──────── Quoted passage
2.1 The simplex method

A geometrical figure having M + 1 interconnected vertices is called as simplex, where dimensionality of the energy function is M. Thus, a simplex with function of two variables will have a triangular shape. Further, for a function of three variables simplex will have tetrahedral shape. Therefore, for an energy function of 3 N Cartesian coordinates the simplex will have 3 N + 1 vertices; but simplex will have 3 N – 5 vertices, if internal coordinates are used. The energy could be calculated for a specific set of coordinates correspond to each every vertex. For the function f(x,y) = x2 + 2y2 the simplex method would use a triangular simplex [5].

The simplex algorithm identifies an energy minimum by traveling around on the potential energy surface in a manner that is similar to the movement of an amoeba. There are three possible primary moves. The most common move is a reflection of the vertex having maximum value on the opposite sides of the simplex. The reflection is used as an effort to produce a new point having a lower value. If this is the lowest energy point than any other points in the simplex then next move may be applied which is a “reflection and expansion.” Reflection move will be failed to generate a better point, when a “floor of the valley” is reached. In this situation, simplex will make simple contraction all along the highest point dimension. If this fails to further decrease the energy then another kind of move is possible. In this move, contractions occur in all the directions towards the lowest point. The Figure 2 illustrates above discussed three moves.

Figure 2.

The three basic moves permitted to the simplex algorithm (reflection, and its close relation reflect-and-expand; contract in one dimension and contract around the lowest point).

The vertices of the initial simplex have to be first generated before applying the simplex algorithm. The first conformation of the method fit to just one of these vertices. Rest of the points can be generated using various methodologies, e.g. simplest method is to increase a fix value to each coordinate successively. To calculate the functional value of the applicable vertex, the energy of the whole system is measured for each new point.

When the starting configuration of the system is having high energy, it is best to use simplex method. The simplex method is more helpful in this because it seldom go wrong in the identification of a fitter answer. Nonetheless, it requires large computational time for the analysis of the high number of energy instances. For e.g. to create the starting simplex needs 3 N + 1 energy analysis. Due to this, the simplex method is frequently used along with other Minimization algorithms. In practice, starting configuration is fine tuned with few steps of the simplex method and then a more suitable and efficient method can be used for further calculations [6].

An important question is that what is the reason behind containing one extra vertex in the simplex than the degree of freedom? The answer to this is that of simplex is having lesser vertices than M + 1 then the simplex algorithm cannot search the entire surface of the energy. For e.g. if the simplex having just two vertex (a simplex with only two vertices is simply a straight line) is being used to search the quadratic surface of the energy, the only available move in this scenario would be to find out other points that lie on this straight line. In this case, the energy surface which is away from the straight line would not be searched. Likewise, if we have function of three variable and simplex is just a triangle then only the area of search space that lies in the same plane as to the triangle will only be searched, whereas the energy minimum may not be present at this plane [7].
────────────────
──────── Material provided
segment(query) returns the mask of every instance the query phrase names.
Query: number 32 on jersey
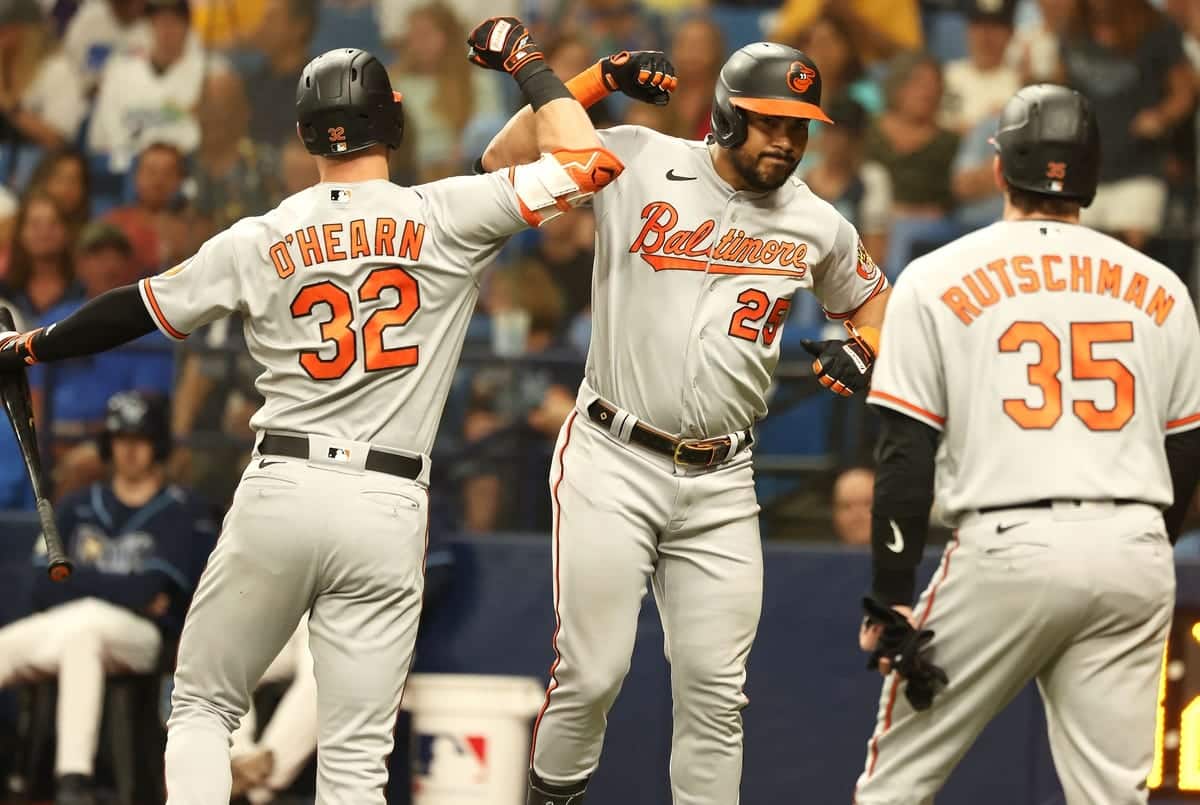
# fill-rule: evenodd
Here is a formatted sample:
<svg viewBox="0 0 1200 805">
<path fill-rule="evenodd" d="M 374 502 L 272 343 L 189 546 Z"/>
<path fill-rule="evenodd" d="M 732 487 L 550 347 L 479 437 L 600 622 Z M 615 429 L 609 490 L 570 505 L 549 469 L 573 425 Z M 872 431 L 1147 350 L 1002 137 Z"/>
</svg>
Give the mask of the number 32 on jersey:
<svg viewBox="0 0 1200 805">
<path fill-rule="evenodd" d="M 366 276 L 355 294 L 359 302 L 378 301 L 384 290 L 396 292 L 396 304 L 380 307 L 362 323 L 362 366 L 367 372 L 397 370 L 416 366 L 419 348 L 384 347 L 383 334 L 388 328 L 403 326 L 421 307 L 421 295 L 416 278 L 394 265 L 376 269 Z M 350 293 L 329 280 L 307 284 L 292 300 L 292 316 L 314 316 L 318 305 L 328 305 L 332 317 L 320 325 L 320 337 L 334 346 L 334 354 L 323 358 L 320 349 L 300 350 L 300 366 L 313 380 L 336 380 L 343 377 L 359 358 L 358 336 L 354 328 L 354 304 Z"/>
</svg>

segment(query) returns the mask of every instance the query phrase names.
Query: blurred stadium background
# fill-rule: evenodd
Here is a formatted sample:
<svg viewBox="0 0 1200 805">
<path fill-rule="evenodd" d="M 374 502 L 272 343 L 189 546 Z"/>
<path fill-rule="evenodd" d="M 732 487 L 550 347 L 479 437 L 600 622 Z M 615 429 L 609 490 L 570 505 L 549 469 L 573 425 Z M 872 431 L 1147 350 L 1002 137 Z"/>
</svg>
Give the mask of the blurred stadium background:
<svg viewBox="0 0 1200 805">
<path fill-rule="evenodd" d="M 1195 296 L 1200 0 L 0 0 L 0 304 L 28 326 L 56 320 L 314 181 L 293 97 L 304 64 L 334 47 L 374 52 L 404 95 L 395 181 L 469 172 L 518 98 L 510 82 L 468 66 L 466 34 L 509 13 L 530 24 L 564 78 L 612 52 L 666 50 L 679 77 L 670 107 L 613 96 L 592 116 L 686 138 L 708 132 L 730 52 L 762 38 L 806 50 L 838 125 L 814 124 L 799 170 L 893 278 L 912 257 L 998 216 L 988 138 L 1000 104 L 1027 83 L 1074 85 L 1098 101 L 1104 133 L 1092 223 L 1165 262 Z M 419 671 L 544 678 L 548 667 L 546 477 L 582 378 L 593 233 L 590 214 L 575 211 L 514 238 L 488 274 L 434 451 L 433 536 L 448 591 L 431 608 Z M 793 305 L 756 446 L 769 546 L 746 713 L 751 804 L 846 801 L 875 708 L 877 684 L 852 637 L 872 423 L 859 402 L 823 394 L 794 348 L 826 326 L 815 302 Z M 40 367 L 31 380 L 56 498 L 104 477 L 95 437 L 106 402 L 137 389 L 169 397 L 169 477 L 220 513 L 252 444 L 256 373 L 238 322 L 178 348 L 151 335 Z M 0 427 L 0 625 L 34 607 L 31 504 Z M 1177 553 L 1181 601 L 1200 600 L 1188 572 L 1200 531 Z M 670 689 L 656 629 L 648 605 L 593 792 L 600 805 L 668 798 Z M 1168 710 L 1200 692 L 1189 679 L 1171 678 Z M 28 685 L 0 692 L 0 780 L 23 780 L 35 798 L 46 783 L 25 775 L 30 735 L 47 713 Z M 118 733 L 138 721 L 109 716 Z M 952 794 L 1060 801 L 1039 719 L 1028 695 L 1019 699 Z M 1200 728 L 1200 714 L 1192 720 Z M 1164 729 L 1172 751 L 1188 727 Z M 134 738 L 133 765 L 150 768 L 158 735 Z M 390 799 L 408 801 L 408 767 L 422 774 L 420 740 L 397 757 Z M 1181 779 L 1200 782 L 1200 757 L 1192 762 Z M 109 782 L 120 763 L 107 761 Z M 311 800 L 311 774 L 307 785 L 301 775 L 287 795 Z"/>
</svg>

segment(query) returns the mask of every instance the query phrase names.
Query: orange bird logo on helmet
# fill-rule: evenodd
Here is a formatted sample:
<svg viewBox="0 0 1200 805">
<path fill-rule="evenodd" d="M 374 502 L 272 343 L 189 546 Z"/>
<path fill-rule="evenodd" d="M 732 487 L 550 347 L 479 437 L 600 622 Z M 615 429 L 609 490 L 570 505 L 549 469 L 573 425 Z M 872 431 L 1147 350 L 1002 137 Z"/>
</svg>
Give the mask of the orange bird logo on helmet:
<svg viewBox="0 0 1200 805">
<path fill-rule="evenodd" d="M 816 73 L 803 61 L 793 61 L 787 68 L 787 85 L 797 95 L 803 95 L 812 86 Z"/>
</svg>

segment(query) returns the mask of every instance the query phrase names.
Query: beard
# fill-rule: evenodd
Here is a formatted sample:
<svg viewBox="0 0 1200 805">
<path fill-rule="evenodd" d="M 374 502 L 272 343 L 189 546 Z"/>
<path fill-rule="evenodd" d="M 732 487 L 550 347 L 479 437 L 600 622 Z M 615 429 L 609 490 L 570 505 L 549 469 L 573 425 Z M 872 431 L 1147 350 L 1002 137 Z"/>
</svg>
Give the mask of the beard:
<svg viewBox="0 0 1200 805">
<path fill-rule="evenodd" d="M 733 168 L 746 186 L 761 193 L 782 187 L 796 172 L 796 166 L 800 163 L 799 158 L 772 160 L 763 154 L 746 154 L 740 148 L 734 149 L 730 155 L 733 157 Z"/>
</svg>

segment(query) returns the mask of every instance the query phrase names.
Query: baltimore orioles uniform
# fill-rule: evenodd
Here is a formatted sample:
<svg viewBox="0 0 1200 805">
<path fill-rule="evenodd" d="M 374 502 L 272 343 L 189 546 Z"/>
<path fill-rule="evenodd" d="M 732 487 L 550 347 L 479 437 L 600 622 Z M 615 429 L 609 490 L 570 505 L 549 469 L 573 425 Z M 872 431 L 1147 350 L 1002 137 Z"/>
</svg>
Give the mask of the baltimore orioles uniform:
<svg viewBox="0 0 1200 805">
<path fill-rule="evenodd" d="M 557 659 L 532 765 L 550 785 L 596 768 L 652 579 L 674 803 L 730 805 L 762 600 L 750 428 L 794 295 L 842 318 L 887 280 L 802 181 L 734 192 L 704 143 L 598 133 L 630 169 L 594 199 L 592 346 L 551 469 Z M 676 437 L 673 458 L 646 445 Z"/>
<path fill-rule="evenodd" d="M 264 367 L 257 451 L 184 626 L 173 801 L 228 798 L 229 733 L 310 608 L 317 801 L 383 801 L 421 608 L 428 452 L 479 277 L 582 187 L 550 155 L 413 188 L 317 185 L 142 281 L 173 338 L 240 312 Z"/>
<path fill-rule="evenodd" d="M 1085 227 L 1001 222 L 905 270 L 882 343 L 869 402 L 941 433 L 958 530 L 914 618 L 949 684 L 918 713 L 887 679 L 856 801 L 931 803 L 1036 679 L 1067 801 L 1145 803 L 1175 601 L 1164 438 L 1200 427 L 1187 288 Z"/>
</svg>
────────────────
- [Problem 1]
Report only the number of lines in the rows above that contain the string "blurred", treating uppercase and lowercase letters as distinct.
- [Problem 2]
Extend the passage on the simplex method with new text that begins after its final sentence.

- [Reply 1]
2

- [Reply 2]
2.2 The sequential univariate search method

It is seldom appropriate to use the simplex method for the calculations involve in quantum mechanics because in that case very high number of energy assessments has to be done. In this case a much befitting non-derivative procedure like the sequential univariate search method is well-advised [8]. This procedure consistently repeats through the coordinates successively. For every coordinate, two new configurations are created by making changes in the present coordinates (i.e. xj + δxi, and xi + 2δxi). Then the energy calculation for these two configurations is performed. Three points related to the two twisted configurations and the original one are then fitted with a parabola. The identification of the minimum point in the current quadratic function is performed. Then in the next step, the coordinate is twisted to the point of the minimum. The procedure is illustrated in Figure 3.

Figure 3.

The sequential univariate search procedure. From the starting point 1, two steps are created along one of the coordinates to give points 2 and 3. A parabola is fitted to these three points and the minimum located (point 4). The same steps is then repeated along the next coordinate (points 5, 6 and 7) (Figure adapted from Schlegel H B 1987. Optimization of equilibrium geometries and transition structures In Lawley K P (editor) ab initio methods in quantum chemistry - I New York, John Wiley, pp. 249–286).

The minimum is bound to reach when the changes in all the coordinates are adequately very small. Alternatively, a new iteration is performed. In comparison to the simplex method, the sequential univariate method normally needs less function assessment. But if two or more coordinates have a strong connection or bonding then the sequential univariate search method may converge slowly. It also converges slowly when the energy surface is similar to a long narrow valley.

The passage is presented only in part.